| Page extract |
════════════════

Wednesday, November 22, 2023

Saying Thank You (Friday Devotional)

 


O come, let us sing to the Lord; let us make a joyful noise to the rock of our salvation! Let us come into his presence with thanksgiving; let us make a joyful noise to him with songs of praise! For the Lord is a great God and a great King above all gods.

- Psalm 95:1-3

We say thank you in a lot of different ways. Sometimes a text or a call is enough, other times you might write a note and drop it in the mail. Sometimes you thank people privately, other times public recognition is expected and important. Sometimes you might even accompany your words of thanks with a token of appreciation, a gift of some kind to honor their good deeds and express your gratitude. However you go about it, we all understand the importance of saying thank you when somebody makes you a priority.

So Thanksgiving Day is as good a time as any to apply that principle to God, the one from whom all good and perfect gifts are given. On a weekend when many traditionally count their blessings, don’t forget who you are thanking, where those blessings come from.

God is the one who gives you the breath of life. He is the one who sustains you day by day. Most importantly, he is the one who sent his Son to seek and save the lost, offering redemption by his blood and new life by his resurrection. It is in him that we live and move and have our being.

So between portions of turkey this weekend, somewhere amidst the chaos of food and family and football, take a moment to actually say thank you this Thanksgiving. You can pray, you can sing, you reflect upon God’s Word, you can perform an act of service, you can give generously. There are lots of ways to say thank you—pick one and give thanks!

Friday, November 17, 2023

He With the Most Toys Loses (Friday Devotional)

 

Give to the one who asks of you, and do not refuse anyone who wants to borrow from you.

- Matthew 5:42

Sometimes my kids don’t want to share with each other. Katherine will be playing with Legos, Andrew will want to add a brick to her creation, and she’ll recoil when he tries. Or maybe she’ll be looking at a book and he’ll snatch it out of her hands, prompting instant tears.

Whenever there’s a conflict like this, especially if it escalates into hitting or crying or tattling, I’ve developed something of a catchphrase: people are more important than things. You can be annoyed at your sibling. You don’t necessarily have to share the instant they say they want a turn. But you cannot let your attachment to a toy override your responsibility to be kind to your brother or sister. People are more important than things.

That’s the sort of simple message that instinctively sounds right when an adult says it to a child—but one that makes us feel defensive when it’s pointed our direction. As adults, we have the same sort of attachment to our toys—be they cars or clothes, purses or big-screen TVs—as children do, maybe even more so. After all, I earned those things by my hard work; I deserve something nice, those things are mine.

But Jesus offers a countercultural command: give your stuff away for the sake of others. Sell your possessions and give the money to the poor, he tells a rich young ruler. Woe to you who are rich now, he preaches in Luke 6, for you have already received your reward. And in his Sermon on the Mount, he simply says to give to the one who asks you to do so.

════════════════

| Records supplied |
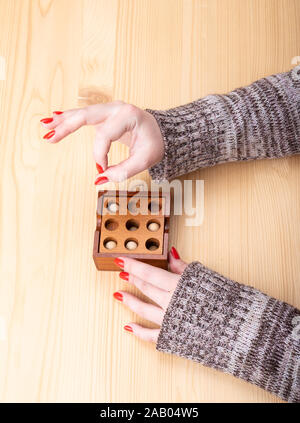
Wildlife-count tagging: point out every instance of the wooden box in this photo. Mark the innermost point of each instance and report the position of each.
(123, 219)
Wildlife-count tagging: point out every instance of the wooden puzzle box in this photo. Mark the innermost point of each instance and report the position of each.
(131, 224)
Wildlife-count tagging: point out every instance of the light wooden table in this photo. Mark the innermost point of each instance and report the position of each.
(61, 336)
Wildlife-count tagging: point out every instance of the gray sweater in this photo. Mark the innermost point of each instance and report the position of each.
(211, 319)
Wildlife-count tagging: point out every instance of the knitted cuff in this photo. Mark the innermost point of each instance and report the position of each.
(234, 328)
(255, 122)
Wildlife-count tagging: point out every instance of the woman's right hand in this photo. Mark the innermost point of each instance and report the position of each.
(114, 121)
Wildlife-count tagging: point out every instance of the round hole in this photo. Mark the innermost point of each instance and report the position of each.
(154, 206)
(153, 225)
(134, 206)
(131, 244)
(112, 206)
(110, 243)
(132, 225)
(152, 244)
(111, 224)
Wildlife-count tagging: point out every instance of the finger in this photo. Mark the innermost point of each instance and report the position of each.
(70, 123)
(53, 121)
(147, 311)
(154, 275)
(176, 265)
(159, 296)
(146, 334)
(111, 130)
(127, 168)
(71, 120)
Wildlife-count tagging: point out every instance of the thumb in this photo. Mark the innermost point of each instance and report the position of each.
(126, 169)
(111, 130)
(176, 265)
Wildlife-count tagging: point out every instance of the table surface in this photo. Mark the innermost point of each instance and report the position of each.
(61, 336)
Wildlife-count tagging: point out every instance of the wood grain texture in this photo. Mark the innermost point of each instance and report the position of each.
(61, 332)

════════════════

| Work instructions |
Extract the passage of the devotional page from "That’s the sort" to "you to do so.", copying it word for word.

| Reply to the task |
That’s the sort of simple message that instinctively sounds right when an adult says it to a child—but one that makes us feel defensive when it’s pointed our direction. As adults, we have the same sort of attachment to our toys—be they cars or clothes, purses or big-screen TVs—as children do, maybe even more so. After all, I earned those things by my hard work; I deserve something nice, those things are mine.

But Jesus offers a countercultural command: give your stuff away for the sake of others. Sell your possessions and give the money to the poor, he tells a rich young ruler. Woe to you who are rich now, he preaches in Luke 6, for you have already received your reward. And in his Sermon on the Mount, he simply says to give to the one who asks you to do so.